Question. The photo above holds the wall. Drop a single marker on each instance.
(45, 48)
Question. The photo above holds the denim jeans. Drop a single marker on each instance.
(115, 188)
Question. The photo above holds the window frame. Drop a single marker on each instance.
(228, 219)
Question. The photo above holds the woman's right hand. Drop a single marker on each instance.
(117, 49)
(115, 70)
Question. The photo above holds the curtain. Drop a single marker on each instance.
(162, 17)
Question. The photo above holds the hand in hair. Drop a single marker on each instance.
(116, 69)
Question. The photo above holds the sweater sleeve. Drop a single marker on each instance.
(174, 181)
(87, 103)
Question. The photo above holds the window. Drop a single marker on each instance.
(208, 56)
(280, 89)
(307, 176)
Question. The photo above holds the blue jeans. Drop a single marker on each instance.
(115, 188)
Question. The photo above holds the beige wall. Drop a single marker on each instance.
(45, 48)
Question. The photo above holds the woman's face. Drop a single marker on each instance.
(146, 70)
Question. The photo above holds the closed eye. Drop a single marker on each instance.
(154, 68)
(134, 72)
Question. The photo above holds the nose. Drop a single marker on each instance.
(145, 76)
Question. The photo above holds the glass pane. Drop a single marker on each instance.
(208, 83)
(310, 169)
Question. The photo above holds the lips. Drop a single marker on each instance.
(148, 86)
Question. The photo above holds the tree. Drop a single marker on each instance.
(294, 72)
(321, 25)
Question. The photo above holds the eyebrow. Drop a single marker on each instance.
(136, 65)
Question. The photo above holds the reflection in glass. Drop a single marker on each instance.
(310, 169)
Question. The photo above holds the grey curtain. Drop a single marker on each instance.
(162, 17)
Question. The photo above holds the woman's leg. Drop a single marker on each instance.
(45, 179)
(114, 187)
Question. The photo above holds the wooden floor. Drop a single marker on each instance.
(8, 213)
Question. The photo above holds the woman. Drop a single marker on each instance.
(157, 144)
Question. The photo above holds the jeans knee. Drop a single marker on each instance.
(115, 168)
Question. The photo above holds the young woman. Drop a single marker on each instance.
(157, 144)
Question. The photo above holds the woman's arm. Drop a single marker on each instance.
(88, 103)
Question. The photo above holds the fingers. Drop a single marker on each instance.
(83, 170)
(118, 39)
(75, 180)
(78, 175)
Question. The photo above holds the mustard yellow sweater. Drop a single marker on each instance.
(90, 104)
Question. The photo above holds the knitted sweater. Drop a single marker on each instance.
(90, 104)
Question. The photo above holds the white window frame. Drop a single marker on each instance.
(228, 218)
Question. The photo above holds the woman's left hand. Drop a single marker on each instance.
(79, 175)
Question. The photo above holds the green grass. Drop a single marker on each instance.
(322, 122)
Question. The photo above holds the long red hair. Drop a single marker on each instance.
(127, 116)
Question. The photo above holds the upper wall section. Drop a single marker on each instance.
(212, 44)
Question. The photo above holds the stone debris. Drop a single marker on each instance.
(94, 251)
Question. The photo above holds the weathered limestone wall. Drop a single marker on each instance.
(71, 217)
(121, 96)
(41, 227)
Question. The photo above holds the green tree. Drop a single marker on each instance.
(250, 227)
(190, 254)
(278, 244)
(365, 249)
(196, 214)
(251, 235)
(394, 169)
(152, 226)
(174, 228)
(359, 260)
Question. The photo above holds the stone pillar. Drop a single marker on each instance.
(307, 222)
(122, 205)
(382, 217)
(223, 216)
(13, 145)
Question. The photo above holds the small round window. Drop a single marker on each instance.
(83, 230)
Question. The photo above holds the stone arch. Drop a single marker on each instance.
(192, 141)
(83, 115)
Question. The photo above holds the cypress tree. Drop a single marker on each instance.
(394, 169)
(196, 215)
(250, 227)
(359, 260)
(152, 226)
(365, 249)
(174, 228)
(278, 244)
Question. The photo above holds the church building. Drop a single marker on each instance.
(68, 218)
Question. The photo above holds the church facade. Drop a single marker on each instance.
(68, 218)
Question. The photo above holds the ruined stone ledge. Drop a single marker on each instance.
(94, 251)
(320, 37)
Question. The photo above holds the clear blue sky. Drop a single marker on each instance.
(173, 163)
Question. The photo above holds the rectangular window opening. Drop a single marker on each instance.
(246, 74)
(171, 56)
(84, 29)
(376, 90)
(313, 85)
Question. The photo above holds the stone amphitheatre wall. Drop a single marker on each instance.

---

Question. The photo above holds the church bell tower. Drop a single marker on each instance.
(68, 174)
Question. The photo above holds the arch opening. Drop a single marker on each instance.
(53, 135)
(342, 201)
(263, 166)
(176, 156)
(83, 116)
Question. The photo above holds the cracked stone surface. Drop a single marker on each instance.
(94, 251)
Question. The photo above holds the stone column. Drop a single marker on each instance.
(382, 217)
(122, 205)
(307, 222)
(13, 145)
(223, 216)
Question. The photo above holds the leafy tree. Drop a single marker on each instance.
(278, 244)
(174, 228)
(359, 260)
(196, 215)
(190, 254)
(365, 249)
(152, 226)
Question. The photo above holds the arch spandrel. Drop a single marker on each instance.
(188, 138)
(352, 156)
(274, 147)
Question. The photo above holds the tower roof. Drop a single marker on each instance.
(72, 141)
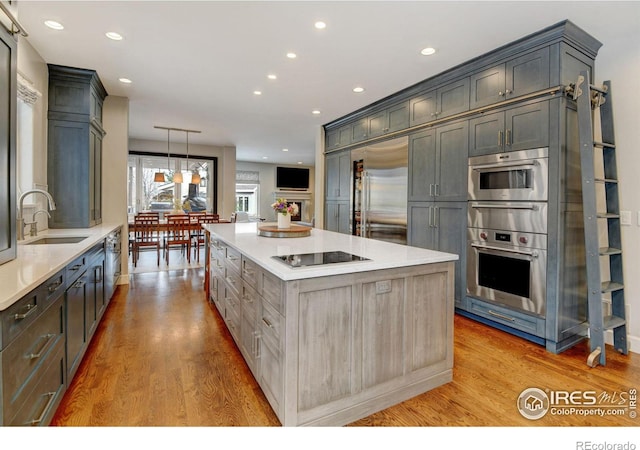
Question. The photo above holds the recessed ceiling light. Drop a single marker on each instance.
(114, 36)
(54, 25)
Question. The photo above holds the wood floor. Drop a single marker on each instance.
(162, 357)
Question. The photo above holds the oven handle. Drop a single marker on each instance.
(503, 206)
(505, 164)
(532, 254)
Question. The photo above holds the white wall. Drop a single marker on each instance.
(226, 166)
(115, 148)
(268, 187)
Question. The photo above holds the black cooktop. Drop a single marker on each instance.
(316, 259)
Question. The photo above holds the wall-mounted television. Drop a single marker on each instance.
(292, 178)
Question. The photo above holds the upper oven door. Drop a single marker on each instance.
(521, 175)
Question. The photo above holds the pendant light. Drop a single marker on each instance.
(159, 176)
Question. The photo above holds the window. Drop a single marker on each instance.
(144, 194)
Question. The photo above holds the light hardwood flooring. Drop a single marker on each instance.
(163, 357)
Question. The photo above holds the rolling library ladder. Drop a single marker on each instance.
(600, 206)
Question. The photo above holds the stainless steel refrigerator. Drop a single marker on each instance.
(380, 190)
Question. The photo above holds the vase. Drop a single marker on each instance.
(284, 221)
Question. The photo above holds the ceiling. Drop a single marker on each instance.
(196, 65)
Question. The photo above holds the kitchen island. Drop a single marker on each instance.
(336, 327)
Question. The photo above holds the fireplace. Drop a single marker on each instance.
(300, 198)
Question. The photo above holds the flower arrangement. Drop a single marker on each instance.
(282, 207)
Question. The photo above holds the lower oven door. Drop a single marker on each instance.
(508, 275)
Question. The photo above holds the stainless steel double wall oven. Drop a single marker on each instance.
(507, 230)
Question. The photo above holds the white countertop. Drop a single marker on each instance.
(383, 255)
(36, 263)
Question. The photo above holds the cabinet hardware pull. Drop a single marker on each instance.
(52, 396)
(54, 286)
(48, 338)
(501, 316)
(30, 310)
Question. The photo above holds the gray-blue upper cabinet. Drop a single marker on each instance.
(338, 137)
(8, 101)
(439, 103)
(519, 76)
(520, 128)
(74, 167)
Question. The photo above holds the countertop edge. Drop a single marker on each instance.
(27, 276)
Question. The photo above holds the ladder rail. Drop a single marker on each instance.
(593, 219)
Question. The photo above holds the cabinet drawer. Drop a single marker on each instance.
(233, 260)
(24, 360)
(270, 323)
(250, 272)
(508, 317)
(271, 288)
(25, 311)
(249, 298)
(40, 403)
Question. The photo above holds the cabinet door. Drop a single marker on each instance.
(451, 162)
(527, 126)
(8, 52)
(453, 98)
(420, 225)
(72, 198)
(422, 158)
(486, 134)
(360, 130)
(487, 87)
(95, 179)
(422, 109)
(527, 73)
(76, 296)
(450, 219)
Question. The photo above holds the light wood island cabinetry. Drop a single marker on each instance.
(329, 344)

---

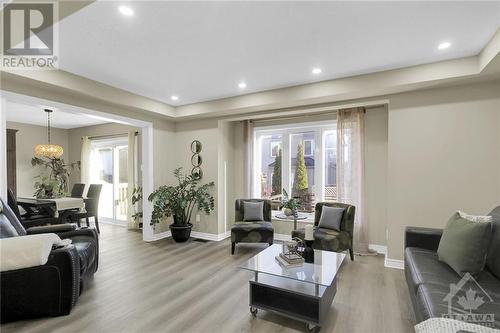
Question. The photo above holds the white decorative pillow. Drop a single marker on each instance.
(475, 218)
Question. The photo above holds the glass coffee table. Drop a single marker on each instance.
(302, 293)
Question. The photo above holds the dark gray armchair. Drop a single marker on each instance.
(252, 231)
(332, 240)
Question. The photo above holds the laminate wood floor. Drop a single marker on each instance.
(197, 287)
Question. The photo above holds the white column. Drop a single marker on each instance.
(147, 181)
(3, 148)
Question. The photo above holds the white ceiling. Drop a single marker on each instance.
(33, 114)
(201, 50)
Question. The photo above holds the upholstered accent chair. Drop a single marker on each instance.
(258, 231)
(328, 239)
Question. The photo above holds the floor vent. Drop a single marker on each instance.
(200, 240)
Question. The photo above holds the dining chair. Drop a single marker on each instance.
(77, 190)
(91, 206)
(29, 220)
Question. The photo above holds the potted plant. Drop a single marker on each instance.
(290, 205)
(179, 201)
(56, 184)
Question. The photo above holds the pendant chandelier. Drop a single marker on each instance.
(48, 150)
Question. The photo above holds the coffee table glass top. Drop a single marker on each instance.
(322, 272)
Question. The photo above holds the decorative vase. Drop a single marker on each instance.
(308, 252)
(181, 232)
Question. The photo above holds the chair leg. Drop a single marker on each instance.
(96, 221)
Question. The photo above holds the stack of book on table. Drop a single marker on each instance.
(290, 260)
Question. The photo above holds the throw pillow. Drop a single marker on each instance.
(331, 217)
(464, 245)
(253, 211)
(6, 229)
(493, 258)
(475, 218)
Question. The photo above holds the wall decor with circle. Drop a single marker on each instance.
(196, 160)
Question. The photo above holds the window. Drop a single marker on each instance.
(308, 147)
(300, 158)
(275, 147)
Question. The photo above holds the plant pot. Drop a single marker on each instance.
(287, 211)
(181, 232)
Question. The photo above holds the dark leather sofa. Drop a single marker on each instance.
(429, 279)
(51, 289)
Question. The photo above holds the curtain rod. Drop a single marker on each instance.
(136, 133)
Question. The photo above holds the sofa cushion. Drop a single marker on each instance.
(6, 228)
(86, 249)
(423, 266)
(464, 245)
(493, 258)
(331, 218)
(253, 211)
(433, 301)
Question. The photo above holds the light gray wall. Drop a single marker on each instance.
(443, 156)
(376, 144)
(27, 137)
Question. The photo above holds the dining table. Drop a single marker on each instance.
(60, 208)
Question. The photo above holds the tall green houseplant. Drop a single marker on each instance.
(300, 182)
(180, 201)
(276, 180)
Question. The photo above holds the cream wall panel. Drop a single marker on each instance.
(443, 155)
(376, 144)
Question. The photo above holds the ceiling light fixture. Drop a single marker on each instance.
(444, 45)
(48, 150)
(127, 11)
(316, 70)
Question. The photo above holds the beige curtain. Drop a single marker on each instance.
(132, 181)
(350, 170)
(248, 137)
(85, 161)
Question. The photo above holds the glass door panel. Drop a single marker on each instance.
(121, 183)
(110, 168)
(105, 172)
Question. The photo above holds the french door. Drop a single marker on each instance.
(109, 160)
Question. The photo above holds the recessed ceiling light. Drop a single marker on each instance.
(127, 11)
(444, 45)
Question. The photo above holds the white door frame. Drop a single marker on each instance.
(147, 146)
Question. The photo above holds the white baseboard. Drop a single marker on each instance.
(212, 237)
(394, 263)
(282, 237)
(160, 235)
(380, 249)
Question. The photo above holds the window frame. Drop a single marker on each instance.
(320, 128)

• **Exercise**
How many of the lines above contain the word "tower"? Reply with the number alone.

• **Solution to the problem**
2